Work to complete
Find the line containing "Mark each instance of the blue directional". Return it and every line after it, unchanged, up to and including the last line.

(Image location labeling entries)
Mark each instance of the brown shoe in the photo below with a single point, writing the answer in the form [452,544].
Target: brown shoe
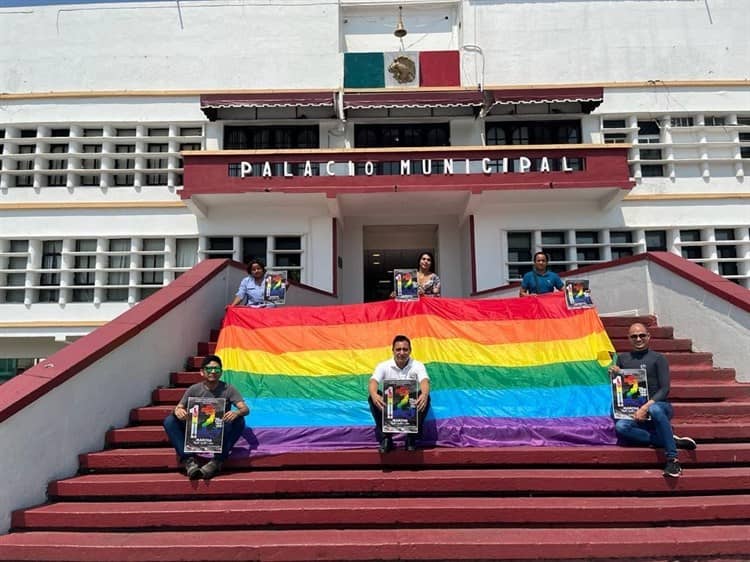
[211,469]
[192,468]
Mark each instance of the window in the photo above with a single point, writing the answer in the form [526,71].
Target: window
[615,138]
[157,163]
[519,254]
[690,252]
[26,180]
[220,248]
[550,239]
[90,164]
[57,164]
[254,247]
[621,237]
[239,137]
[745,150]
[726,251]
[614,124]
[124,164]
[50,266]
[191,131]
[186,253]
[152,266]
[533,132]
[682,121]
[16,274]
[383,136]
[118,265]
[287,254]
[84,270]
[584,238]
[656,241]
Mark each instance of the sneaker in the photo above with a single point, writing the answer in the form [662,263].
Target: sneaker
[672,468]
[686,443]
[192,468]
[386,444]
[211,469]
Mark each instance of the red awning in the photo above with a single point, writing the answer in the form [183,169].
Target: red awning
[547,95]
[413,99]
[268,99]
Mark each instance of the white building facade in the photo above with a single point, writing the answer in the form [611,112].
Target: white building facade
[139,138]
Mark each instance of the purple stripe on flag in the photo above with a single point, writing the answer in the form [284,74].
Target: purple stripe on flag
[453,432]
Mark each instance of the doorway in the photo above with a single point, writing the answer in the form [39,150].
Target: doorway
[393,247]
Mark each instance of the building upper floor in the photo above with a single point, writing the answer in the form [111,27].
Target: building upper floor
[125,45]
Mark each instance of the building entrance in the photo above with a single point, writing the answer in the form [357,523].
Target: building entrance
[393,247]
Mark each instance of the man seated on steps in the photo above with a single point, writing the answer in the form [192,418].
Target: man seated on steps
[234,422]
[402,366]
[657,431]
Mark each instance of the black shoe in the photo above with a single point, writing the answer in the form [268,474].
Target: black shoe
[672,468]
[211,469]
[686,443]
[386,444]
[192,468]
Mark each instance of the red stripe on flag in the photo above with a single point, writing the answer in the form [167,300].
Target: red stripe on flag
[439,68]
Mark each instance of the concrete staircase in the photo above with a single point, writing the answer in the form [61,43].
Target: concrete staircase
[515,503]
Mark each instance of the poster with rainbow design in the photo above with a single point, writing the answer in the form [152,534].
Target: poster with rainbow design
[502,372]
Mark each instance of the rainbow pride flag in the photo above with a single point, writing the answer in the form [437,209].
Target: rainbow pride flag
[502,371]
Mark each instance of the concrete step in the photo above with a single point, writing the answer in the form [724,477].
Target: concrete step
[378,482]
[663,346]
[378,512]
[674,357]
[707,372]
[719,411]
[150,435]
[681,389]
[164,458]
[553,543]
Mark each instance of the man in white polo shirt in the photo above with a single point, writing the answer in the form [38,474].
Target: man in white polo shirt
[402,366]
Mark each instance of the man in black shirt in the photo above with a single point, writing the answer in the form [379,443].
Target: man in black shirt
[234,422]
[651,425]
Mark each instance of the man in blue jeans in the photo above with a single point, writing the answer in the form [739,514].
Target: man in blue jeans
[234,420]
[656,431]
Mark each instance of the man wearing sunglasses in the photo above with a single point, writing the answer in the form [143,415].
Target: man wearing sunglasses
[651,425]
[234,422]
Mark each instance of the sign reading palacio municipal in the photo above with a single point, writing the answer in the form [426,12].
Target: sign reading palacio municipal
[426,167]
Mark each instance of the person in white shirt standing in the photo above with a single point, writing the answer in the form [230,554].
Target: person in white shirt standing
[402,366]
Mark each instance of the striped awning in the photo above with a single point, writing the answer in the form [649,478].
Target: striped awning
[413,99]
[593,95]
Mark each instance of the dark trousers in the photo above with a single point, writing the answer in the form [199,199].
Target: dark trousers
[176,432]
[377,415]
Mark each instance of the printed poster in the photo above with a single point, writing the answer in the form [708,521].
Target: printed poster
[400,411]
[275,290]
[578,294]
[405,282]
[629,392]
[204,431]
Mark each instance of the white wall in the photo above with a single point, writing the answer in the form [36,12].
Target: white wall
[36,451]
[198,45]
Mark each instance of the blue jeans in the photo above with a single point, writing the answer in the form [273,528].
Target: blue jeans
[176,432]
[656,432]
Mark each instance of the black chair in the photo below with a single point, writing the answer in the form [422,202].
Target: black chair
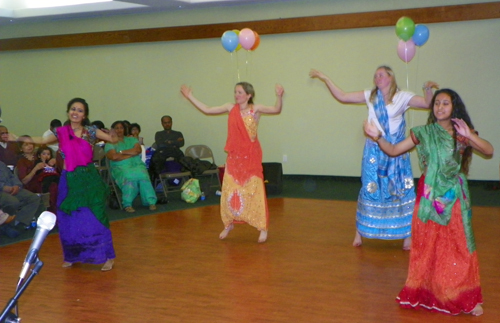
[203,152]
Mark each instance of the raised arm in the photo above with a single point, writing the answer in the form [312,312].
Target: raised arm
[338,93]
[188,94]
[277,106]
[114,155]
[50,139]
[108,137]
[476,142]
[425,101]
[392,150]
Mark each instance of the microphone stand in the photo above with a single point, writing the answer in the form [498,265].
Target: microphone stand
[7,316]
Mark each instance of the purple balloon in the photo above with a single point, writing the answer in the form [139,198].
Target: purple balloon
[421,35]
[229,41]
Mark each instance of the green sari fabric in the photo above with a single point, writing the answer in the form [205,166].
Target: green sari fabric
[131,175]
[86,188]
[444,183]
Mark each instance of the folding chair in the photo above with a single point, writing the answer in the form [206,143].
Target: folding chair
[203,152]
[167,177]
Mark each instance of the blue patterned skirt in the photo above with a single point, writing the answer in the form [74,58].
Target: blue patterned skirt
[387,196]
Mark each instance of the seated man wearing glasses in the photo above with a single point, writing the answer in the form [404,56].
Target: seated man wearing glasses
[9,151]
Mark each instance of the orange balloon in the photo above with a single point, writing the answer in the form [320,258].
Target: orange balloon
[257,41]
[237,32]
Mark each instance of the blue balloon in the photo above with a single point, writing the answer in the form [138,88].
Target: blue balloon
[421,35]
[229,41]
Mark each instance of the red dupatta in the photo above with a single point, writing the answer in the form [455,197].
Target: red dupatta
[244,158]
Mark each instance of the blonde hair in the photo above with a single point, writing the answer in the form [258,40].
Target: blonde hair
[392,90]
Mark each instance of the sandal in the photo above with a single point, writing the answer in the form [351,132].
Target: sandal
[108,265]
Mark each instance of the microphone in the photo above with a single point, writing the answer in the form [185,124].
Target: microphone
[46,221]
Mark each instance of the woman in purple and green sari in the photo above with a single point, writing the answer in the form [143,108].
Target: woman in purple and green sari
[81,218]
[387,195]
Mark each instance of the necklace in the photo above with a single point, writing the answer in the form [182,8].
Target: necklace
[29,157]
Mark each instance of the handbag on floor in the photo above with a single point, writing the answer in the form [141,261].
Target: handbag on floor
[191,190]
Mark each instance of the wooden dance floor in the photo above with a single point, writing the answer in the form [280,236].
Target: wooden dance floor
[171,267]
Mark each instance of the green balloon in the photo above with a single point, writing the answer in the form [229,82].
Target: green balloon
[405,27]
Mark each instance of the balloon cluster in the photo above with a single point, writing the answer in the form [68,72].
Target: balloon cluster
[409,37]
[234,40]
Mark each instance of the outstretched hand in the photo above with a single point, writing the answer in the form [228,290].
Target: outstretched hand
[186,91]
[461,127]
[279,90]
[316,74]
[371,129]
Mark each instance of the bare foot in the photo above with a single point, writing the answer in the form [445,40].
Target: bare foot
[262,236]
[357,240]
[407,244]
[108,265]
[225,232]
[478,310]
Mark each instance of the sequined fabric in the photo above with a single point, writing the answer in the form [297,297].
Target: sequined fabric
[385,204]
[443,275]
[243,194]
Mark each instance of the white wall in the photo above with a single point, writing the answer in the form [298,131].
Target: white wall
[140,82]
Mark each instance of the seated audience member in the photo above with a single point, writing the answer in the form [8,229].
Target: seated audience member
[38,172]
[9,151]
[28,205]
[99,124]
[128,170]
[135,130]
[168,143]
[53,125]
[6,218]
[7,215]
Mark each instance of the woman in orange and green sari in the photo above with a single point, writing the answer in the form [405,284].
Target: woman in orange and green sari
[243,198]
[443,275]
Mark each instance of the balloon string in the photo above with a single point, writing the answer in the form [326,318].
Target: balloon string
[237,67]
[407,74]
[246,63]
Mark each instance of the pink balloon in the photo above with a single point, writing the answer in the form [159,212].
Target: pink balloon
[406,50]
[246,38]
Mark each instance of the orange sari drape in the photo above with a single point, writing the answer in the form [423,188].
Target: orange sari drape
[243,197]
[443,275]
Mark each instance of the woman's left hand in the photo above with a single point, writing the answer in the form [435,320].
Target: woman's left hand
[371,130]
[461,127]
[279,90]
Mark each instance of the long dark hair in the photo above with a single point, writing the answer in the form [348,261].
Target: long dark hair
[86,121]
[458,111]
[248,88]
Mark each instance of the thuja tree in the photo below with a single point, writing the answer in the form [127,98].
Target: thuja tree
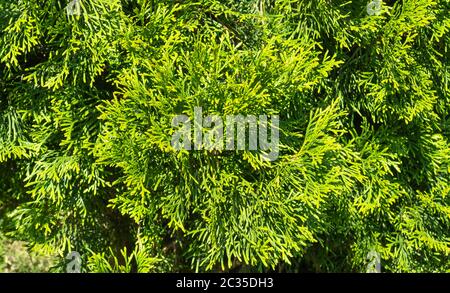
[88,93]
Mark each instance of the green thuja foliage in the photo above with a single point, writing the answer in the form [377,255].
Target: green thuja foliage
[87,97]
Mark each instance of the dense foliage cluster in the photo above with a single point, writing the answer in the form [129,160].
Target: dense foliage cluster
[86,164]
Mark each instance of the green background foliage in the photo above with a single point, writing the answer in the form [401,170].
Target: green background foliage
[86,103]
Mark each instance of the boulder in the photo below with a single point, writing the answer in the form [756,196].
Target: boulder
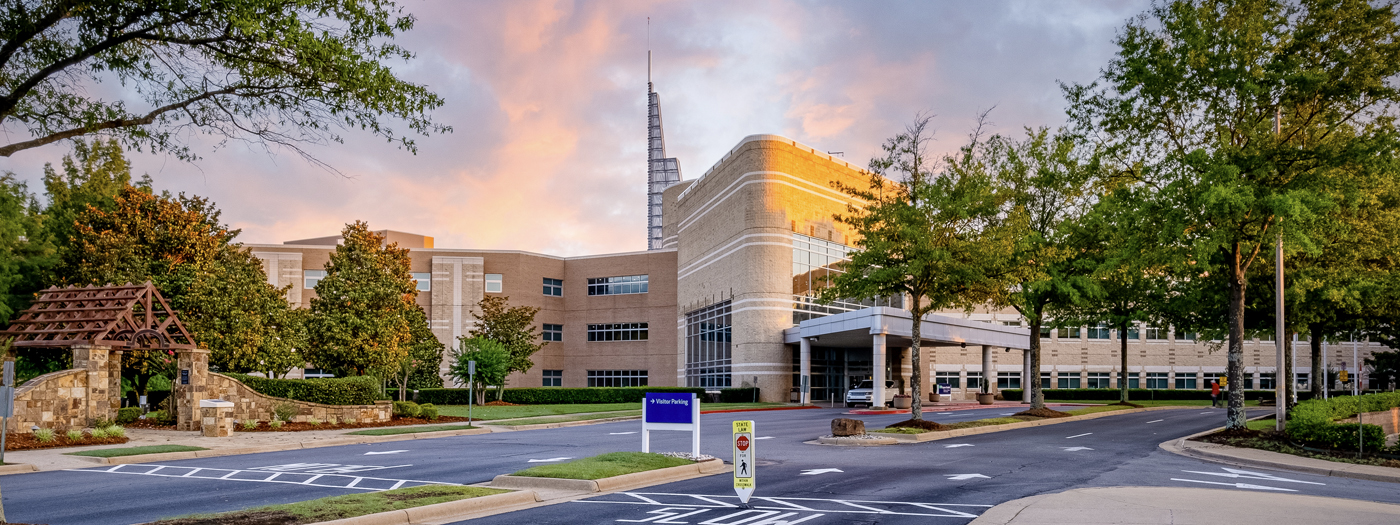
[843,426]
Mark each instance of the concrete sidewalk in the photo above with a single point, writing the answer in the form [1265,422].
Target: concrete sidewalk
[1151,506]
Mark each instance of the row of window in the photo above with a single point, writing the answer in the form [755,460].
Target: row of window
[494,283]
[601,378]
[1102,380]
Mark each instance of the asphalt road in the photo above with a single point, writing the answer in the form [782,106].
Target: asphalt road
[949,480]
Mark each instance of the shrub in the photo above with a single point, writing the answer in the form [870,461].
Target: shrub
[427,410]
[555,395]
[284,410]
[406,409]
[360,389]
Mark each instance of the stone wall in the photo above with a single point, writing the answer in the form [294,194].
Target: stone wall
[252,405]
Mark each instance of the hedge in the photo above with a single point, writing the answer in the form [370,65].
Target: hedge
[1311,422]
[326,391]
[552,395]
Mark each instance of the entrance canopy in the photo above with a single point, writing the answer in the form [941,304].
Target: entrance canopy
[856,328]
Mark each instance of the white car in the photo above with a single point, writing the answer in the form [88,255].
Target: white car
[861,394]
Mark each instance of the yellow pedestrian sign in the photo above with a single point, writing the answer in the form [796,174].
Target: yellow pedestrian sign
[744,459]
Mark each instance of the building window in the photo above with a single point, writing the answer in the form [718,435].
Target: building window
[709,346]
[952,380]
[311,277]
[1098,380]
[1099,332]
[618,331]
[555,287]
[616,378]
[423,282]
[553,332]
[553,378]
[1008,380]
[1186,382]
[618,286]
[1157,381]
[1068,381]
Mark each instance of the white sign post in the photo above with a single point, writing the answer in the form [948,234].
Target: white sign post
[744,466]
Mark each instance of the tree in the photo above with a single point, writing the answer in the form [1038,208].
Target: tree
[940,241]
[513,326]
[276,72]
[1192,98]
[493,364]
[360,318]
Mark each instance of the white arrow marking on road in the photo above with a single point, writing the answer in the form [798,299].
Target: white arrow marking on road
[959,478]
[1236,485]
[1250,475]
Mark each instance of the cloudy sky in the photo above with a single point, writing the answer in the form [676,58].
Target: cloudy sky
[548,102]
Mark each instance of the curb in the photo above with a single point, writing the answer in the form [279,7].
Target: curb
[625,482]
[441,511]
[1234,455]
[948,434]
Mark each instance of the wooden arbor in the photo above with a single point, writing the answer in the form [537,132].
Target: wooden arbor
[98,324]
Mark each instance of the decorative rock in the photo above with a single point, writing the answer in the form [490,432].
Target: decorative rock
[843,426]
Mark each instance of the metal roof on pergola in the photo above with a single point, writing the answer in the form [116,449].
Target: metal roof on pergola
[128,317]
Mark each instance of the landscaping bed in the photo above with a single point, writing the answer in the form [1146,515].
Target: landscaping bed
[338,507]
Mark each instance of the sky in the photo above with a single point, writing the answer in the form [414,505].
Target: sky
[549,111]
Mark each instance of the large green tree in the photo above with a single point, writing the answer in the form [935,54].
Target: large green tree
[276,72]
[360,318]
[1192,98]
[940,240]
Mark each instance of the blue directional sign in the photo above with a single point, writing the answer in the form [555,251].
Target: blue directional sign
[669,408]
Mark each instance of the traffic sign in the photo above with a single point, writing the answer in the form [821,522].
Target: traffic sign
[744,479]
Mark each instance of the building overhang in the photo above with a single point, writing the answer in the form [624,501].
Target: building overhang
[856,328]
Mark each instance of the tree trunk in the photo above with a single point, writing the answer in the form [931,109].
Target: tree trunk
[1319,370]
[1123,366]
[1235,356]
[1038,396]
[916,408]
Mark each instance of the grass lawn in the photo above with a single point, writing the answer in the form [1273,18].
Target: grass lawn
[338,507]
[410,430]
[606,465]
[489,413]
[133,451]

Solution for this exercise
Mark each instance of the blue directional sign in the photo above with a single point, writing the answer in the form [555,251].
Target: blue directional sign
[669,408]
Mark each instance of the traffic sign in the photo above with a single point, writing the answer in the form [821,522].
Target: traffic sign
[744,479]
Mark each instance of the building overhang in the photo above with a single point, writing the answer in the form [624,501].
Target: building overhang
[856,328]
Mark each instance of the tree trunk in the photo above with a single point, writing the answer in the form [931,109].
Target: tree trunk
[1319,370]
[1123,366]
[1235,356]
[1038,396]
[916,408]
Mark each instance of the grass lawn in the photo above with a single point, writing the answer in the form [1273,18].
Target: grass lawn
[338,507]
[410,430]
[606,465]
[489,413]
[133,451]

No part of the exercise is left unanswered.